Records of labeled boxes
################
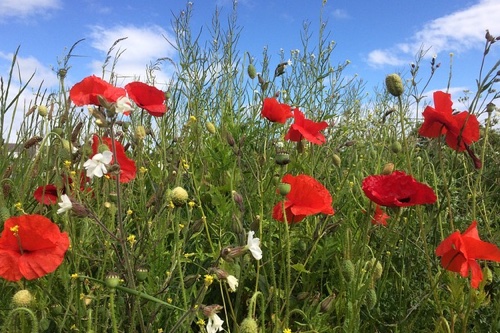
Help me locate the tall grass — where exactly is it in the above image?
[0,2,500,333]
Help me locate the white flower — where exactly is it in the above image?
[226,275,238,293]
[207,312,224,333]
[83,150,113,178]
[57,194,73,214]
[115,96,133,115]
[247,231,262,260]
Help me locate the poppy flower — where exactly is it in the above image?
[285,109,328,145]
[436,221,500,288]
[0,215,69,281]
[69,75,127,106]
[371,205,390,227]
[125,81,167,117]
[273,174,335,224]
[362,171,437,207]
[418,91,479,151]
[260,98,293,124]
[92,135,137,183]
[33,184,59,205]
################
**Task objective**
Write out all of the data above again, requests included, and shift every bounding box coordinate in the answers by adding 65 to it. Leave the pictures out.

**Solution**
Help me locate the tall grass — where exactly is it in the above image?
[65,67,565,398]
Help me locate the white flower — where exactly is it in the above image?
[291,340,303,358]
[272,377,289,398]
[148,215,178,243]
[122,259,138,279]
[180,161,198,180]
[312,296,327,325]
Help me locate the poppy flower — where exactly is it in the above image?
[350,174,393,210]
[501,286,565,353]
[65,280,134,346]
[134,140,192,171]
[436,270,455,292]
[190,146,232,182]
[338,239,400,289]
[427,236,502,272]
[483,156,544,216]
[325,163,358,189]
[157,200,202,248]
[98,249,124,270]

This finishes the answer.